*YOUR OBJECTIVE*. Convert the material below into a Markdown table with two columns, "No." and "Line." Give each non-blank line its own numbered row, and leave the pictures out.

Collected data:
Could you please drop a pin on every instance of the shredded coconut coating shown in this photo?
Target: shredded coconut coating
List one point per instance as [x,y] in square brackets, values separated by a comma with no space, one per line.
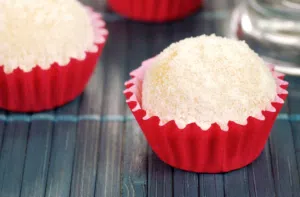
[41,32]
[206,80]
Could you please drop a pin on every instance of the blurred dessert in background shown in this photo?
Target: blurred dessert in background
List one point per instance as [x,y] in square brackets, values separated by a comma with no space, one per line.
[271,28]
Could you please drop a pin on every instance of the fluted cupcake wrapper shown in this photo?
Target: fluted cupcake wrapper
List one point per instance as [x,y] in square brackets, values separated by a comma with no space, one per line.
[198,150]
[155,10]
[40,89]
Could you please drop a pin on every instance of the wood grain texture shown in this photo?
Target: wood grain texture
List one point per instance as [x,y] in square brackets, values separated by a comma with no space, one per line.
[111,135]
[87,138]
[12,158]
[135,161]
[62,154]
[160,175]
[283,159]
[294,108]
[260,177]
[211,185]
[37,159]
[236,183]
[185,184]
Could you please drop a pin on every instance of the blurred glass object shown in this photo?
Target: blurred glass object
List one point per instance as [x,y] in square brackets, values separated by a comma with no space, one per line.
[272,28]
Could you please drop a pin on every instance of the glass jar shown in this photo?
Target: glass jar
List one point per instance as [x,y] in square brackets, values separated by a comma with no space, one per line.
[272,28]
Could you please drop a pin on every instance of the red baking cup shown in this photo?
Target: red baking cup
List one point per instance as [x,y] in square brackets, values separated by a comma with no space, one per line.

*RESULT*.
| No. | Line |
|---|---|
| 1 | Could you please drop a pin on every instance of the shredded coconut coating shown in this photo? |
| 2 | Target: shredded coconut coating |
| 3 | List one point per instance as [x,y] in square brackets, values separated by a comma with no space, one per line. |
| 4 | [41,32] |
| 5 | [206,80] |
| 6 | Could you please drop a pin on every instance of the blurred dessert in background shown in this photo? |
| 7 | Target: blurred dessert in background |
| 8 | List one point per instance as [x,y] in square brackets, values separated by a comma with no space, one per line. |
| 9 | [271,28] |
| 10 | Could you please drop a pin on every instance of the fluted cupcake wrapper shown in this photo? |
| 11 | Target: fluted cupcake wrapper |
| 12 | List one point per instance as [x,y] in square brackets, values separated by a comma with no space, one per line. |
| 13 | [198,150] |
| 14 | [155,10] |
| 15 | [40,89] |
| 16 | Could you please drop a pin on every instance of the wood grain texture shown in this photo? |
| 17 | Target: wood grain texture |
| 18 | List one point per instance as [x,y] in square brackets, values separated by a comma with no space, one per line. |
| 19 | [111,135] |
| 20 | [87,138] |
| 21 | [12,158] |
| 22 | [135,161] |
| 23 | [62,154] |
| 24 | [160,175] |
| 25 | [283,159] |
| 26 | [294,108] |
| 27 | [260,177] |
| 28 | [211,185] |
| 29 | [37,159] |
| 30 | [236,183] |
| 31 | [185,184] |
| 32 | Could you please drop a pin on every instance of the blurred glass object shown in this photo? |
| 33 | Target: blurred glass object |
| 34 | List one point per instance as [x,y] in square brackets, values separated by a comma with no space, one per line. |
| 35 | [272,28] |
| 36 | Could you please drop a pin on every instance of the glass jar shown in this photo? |
| 37 | Target: glass jar |
| 38 | List one point per instance as [x,y] in square brackets, values separated by a comma with no space, one per line. |
| 39 | [272,28] |
| 40 | Could you please drop a pin on every instance of the red baking cup shown in this photo? |
| 41 | Target: red baking cup |
| 42 | List one point per instance as [x,y] in square brackets, values separated by a comma with no space, one per line. |